Prompt
Quote every line as written. Omit pictures.

— START OF Data provided —

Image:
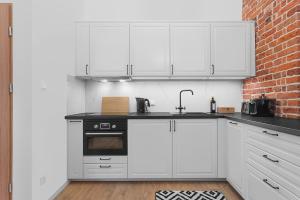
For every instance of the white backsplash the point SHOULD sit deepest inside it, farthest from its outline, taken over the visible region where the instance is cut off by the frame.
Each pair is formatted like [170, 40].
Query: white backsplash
[165, 94]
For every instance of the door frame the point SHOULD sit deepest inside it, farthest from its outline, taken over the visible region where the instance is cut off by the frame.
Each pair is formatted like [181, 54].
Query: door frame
[7, 9]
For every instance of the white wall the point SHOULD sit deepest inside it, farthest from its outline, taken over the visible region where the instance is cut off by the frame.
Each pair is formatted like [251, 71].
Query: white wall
[22, 158]
[53, 58]
[163, 9]
[44, 55]
[166, 94]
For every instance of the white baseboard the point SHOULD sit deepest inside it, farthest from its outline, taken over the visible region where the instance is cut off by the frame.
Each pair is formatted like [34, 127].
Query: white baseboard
[59, 190]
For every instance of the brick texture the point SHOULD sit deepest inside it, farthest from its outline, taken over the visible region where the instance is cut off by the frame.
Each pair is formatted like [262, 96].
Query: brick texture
[277, 53]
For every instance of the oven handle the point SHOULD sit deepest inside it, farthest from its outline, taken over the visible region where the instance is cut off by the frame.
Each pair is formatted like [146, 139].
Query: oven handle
[106, 133]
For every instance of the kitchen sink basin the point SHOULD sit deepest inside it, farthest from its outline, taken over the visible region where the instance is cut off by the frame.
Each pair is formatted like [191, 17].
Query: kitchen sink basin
[189, 113]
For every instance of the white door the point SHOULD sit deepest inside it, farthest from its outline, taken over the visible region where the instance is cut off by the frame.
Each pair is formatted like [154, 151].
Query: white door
[230, 52]
[109, 49]
[190, 49]
[234, 154]
[82, 49]
[195, 148]
[149, 149]
[149, 49]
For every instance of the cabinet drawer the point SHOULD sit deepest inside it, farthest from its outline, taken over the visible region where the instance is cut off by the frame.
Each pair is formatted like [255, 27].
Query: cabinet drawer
[262, 187]
[282, 171]
[105, 159]
[98, 171]
[281, 145]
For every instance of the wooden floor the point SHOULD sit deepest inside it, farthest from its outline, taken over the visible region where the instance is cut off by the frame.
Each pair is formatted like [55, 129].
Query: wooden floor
[137, 190]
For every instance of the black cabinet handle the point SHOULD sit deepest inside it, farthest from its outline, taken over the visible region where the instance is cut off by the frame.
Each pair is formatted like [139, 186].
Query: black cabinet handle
[272, 134]
[174, 125]
[75, 121]
[269, 184]
[266, 157]
[86, 70]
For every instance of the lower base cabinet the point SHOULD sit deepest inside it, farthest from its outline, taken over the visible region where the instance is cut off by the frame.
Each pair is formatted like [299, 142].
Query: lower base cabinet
[162, 148]
[235, 155]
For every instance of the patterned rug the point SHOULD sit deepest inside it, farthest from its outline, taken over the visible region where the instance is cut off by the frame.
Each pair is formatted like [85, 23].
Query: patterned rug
[189, 195]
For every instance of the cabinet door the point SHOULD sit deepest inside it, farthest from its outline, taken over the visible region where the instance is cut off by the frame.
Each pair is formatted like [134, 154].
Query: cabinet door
[261, 187]
[230, 51]
[190, 49]
[195, 148]
[149, 149]
[75, 150]
[82, 49]
[109, 49]
[150, 50]
[234, 155]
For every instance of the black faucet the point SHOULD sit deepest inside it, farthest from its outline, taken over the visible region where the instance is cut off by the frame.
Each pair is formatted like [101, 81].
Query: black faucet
[180, 108]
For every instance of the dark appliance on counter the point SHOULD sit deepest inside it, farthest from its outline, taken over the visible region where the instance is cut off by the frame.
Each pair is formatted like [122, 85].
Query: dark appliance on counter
[142, 105]
[260, 107]
[105, 137]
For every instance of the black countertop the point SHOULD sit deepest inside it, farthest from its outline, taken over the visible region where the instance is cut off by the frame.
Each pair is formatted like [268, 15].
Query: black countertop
[289, 126]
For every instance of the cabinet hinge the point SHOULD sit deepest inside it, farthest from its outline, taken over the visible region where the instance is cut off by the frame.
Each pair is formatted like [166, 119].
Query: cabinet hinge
[11, 88]
[10, 188]
[10, 33]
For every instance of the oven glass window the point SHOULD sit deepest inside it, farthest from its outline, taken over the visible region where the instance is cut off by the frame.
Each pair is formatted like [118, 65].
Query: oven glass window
[112, 143]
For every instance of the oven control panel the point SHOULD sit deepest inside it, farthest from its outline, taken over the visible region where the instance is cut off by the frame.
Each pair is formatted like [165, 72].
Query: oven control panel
[116, 125]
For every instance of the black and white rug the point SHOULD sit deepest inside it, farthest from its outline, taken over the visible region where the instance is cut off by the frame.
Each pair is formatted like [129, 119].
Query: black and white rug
[189, 195]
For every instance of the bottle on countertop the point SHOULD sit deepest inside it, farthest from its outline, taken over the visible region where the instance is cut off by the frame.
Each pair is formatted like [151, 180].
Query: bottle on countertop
[213, 105]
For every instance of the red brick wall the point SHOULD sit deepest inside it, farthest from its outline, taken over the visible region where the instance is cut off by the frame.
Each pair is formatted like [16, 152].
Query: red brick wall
[277, 53]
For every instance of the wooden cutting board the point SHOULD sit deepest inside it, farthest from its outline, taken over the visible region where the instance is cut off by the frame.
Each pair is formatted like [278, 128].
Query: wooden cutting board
[115, 104]
[225, 109]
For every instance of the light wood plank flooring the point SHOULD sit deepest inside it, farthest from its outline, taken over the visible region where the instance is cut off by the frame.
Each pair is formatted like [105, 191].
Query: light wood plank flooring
[137, 190]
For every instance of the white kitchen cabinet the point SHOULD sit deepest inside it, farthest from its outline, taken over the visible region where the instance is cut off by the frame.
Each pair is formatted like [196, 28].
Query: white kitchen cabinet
[75, 150]
[150, 49]
[190, 49]
[232, 50]
[82, 49]
[261, 187]
[109, 48]
[235, 155]
[195, 148]
[149, 148]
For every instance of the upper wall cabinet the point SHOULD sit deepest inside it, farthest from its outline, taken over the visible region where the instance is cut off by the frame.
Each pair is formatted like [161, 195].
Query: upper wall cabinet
[149, 49]
[166, 50]
[190, 49]
[231, 49]
[109, 49]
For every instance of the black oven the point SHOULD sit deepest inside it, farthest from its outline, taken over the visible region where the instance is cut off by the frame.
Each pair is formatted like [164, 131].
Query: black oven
[105, 137]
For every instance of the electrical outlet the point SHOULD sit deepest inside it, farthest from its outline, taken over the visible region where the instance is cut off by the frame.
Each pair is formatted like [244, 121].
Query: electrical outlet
[152, 102]
[43, 180]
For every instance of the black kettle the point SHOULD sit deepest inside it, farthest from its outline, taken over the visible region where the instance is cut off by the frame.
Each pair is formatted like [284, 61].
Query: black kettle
[142, 105]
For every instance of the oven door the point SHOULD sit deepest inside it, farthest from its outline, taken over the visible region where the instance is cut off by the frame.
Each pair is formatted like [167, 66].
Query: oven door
[105, 143]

— END OF Data provided —

Answer to this exercise
Image:
For every instance of the white backsplash the point SHOULD sit deepest inside it, farthest from its outline, taken over the visible region where the instance is cut off by the frame.
Each pair is formatted like [170, 40].
Query: white backsplash
[165, 94]
For every instance of the door frame the point SHOULD sit deepest inside it, farthest from its outline, taken over the visible region where the instance is cut off by the frame.
Each pair is formatted like [181, 54].
Query: door frame
[7, 9]
For every instance of the white wall the point SHOULD sit deepest inside it, farthest from its outline, taken over the visible region where the instance is cut off by the frame.
Each pair is formatted like [251, 71].
Query: white wall
[22, 158]
[53, 58]
[163, 9]
[44, 55]
[166, 94]
For every instance of the white baseboard the point SHOULD sit deepest inside it, farthest from its outline, taken over the visible region where the instance is cut off by the frame.
Each pair is formatted like [34, 127].
Query: white baseboard
[59, 190]
For every instance of the brick texture the point SHOULD sit deepest inside it, farthest from its outline, taken over the visible region where the instance is cut off by the frame.
Each pair is formatted like [262, 96].
Query: brick texture
[277, 53]
For every instance of the oven handle the point SHOULD sit deepest inside it, farthest from its outline, taken over the visible region where the instance is cut off by the frame.
Each pair is formatted like [146, 139].
Query: oven handle
[106, 133]
For every instance of the kitchen sink basin the point SHOULD sit deepest inside it, farthest from its outline, taken over the visible region where the instance is cut off by the frame.
Each pair is formatted like [191, 17].
Query: kitchen sink basin
[189, 113]
For every instance of the white door the point SHOULD sit deepest inside it, farthest from its outline, taken over the visible region where the instance is cut off by the frame.
Each pair is formatted like [154, 151].
Query: white door
[230, 52]
[109, 49]
[190, 49]
[234, 154]
[82, 49]
[195, 148]
[149, 149]
[149, 49]
For every instance of the cabinet drawer the point SHOULD sit deepest inside it, farthest from its outline, taken over the visible region where the instance is cut off by the frame.
Each pair is formatted like [255, 27].
Query: cabinet drawer
[262, 187]
[282, 171]
[105, 159]
[98, 171]
[281, 145]
For every instance of the wooden floor the point SHOULD sit deepest inside it, farthest from its outline, taken over the visible region where the instance is cut off by the frame.
Each pair is formatted like [55, 129].
Query: wooden floor
[137, 190]
For every instance of the black cabinet handle the point SHOULD sit deepest inside it, farthest from its outline, taken over the visible region where the instance is cut off by the frame.
Each pair is formatted like [139, 186].
Query: black cabinet handle
[272, 134]
[174, 125]
[75, 121]
[269, 184]
[266, 157]
[86, 70]
For every instance of the lower base cabinet the point SHOULD sit deepest inside it, farthest from its outline, taken over the visible region where the instance is cut off by the frame.
Each pair is formatted like [299, 142].
Query: lower base cabinet
[162, 148]
[235, 155]
For every instance of the patterned rug the point SHOULD sit deepest inside it, farthest from its outline, taken over the visible region where the instance is cut off by the frame.
Each pair is formatted like [85, 23].
Query: patterned rug
[189, 195]
For every instance of the cabinet door the point SHOULD sit deepest inside it, farthest from its outline, taken over the visible region where the instance is cut off by the frame.
Each pair is formatted like [134, 154].
Query: cabinet door
[261, 187]
[230, 51]
[190, 49]
[195, 148]
[149, 149]
[75, 150]
[82, 49]
[109, 49]
[150, 50]
[234, 155]
For every instance of the black faucet the point SHOULD sit deepest inside it, farthest from its outline, taken over the visible region where the instance is cut off by the frame.
Each pair is formatted like [101, 81].
Query: black faucet
[180, 108]
For every instance of the dark appliance on counter the point SHOULD sit deepest inside it, farthest from its outline, taken over the visible region where the instance is cut off by the frame.
Each pair is formatted like [122, 85].
Query: dark appliance on counter
[142, 105]
[260, 107]
[105, 137]
For every instance of the black countertop the point SHOULD sit deepest inside it, farthest from its outline, taken over the visible region where the instance is cut off by the frame.
Each pair is formatted like [268, 15].
Query: black countertop
[289, 126]
For every instance of the cabinet hinge the point SHOULD sit deepest inside it, farthest from its outline, taken over the visible region where the instance is cut off by the frame.
Each pair is formatted like [166, 119].
Query: cabinet hinge
[11, 88]
[10, 188]
[10, 33]
For every instance of the oven glass window the point SHOULD sit deepest inside it, farthest from its outline, taken over the visible region where the instance is cut off by the frame.
Each pair is formatted like [118, 65].
Query: oven glass window
[112, 143]
For every instance of the oven control panel the point SHOULD sit deepest inside it, farthest from its outline, taken over the visible region where the instance is cut off by the frame.
Each pair is formatted like [165, 72].
Query: oven control panel
[116, 125]
For every instance of the black and white rug the point SHOULD sit deepest inside it, farthest from its outline, taken over the visible region where the instance is cut off by the frame.
Each pair is formatted like [129, 119].
Query: black and white rug
[189, 195]
For every instance of the bottle on countertop the point SHOULD sit deepest inside it, farthest from its outline, taken over the visible region where the instance is cut off by the frame.
Each pair is formatted like [151, 180].
Query: bottle on countertop
[213, 105]
For every instance of the red brick wall the point SHOULD sit deepest inside it, farthest from its outline, taken over the visible region where the instance is cut off by the frame.
Each pair is formatted like [16, 152].
Query: red brick wall
[277, 53]
For every instance of the wooden cutting board the point SHOULD sit deepest inside it, farthest from its outline, taken over the visible region where the instance is cut off by the frame.
Each pair is formatted like [278, 128].
Query: wooden cutting board
[115, 104]
[225, 109]
For every instance of the light wood plank flooring the point SHOULD sit deepest inside it, farthest from its outline, taken over the visible region where the instance is cut off by the frame.
Each pair is formatted like [105, 191].
Query: light wood plank flooring
[137, 190]
For every instance of the white kitchen cabinet the point SHOULD sit deepest inside it, farthest from its outline, taken over the visible region where the instance is cut off by the frame.
Each pair is formatted like [196, 28].
Query: white kitchen cabinet
[75, 150]
[150, 49]
[190, 49]
[232, 50]
[82, 49]
[261, 187]
[109, 48]
[235, 155]
[195, 148]
[149, 148]
For every instance of the upper wall cabinet the point SHOULD sit deepest inside it, farthest from its outline, taken over the visible region where the instance is cut off by the frame.
Each pair is formatted like [161, 195].
Query: upper wall cabinet
[149, 49]
[166, 50]
[190, 49]
[231, 49]
[109, 49]
For every instance of the black oven the point SHOULD sit deepest inside it, farthest from its outline, taken over the visible region where the instance is cut off by the frame.
Each pair is formatted like [164, 131].
Query: black oven
[105, 137]
For every instance of the electrical outlet the point SHOULD sit deepest inside it, farthest from its outline, taken over the visible region where the instance is cut off by the frame.
Each pair is formatted like [244, 121].
Query: electrical outlet
[152, 102]
[43, 180]
For every instance of the black kettle the point SHOULD sit deepest inside it, farthest from its outline, taken over the visible region where the instance is cut off by the frame.
Each pair is formatted like [284, 61].
Query: black kettle
[142, 105]
For every instance of the oven door the point SHOULD sit deepest inside it, farthest from its outline, taken over the visible region where the instance is cut off by the frame.
Each pair is formatted like [167, 66].
Query: oven door
[105, 143]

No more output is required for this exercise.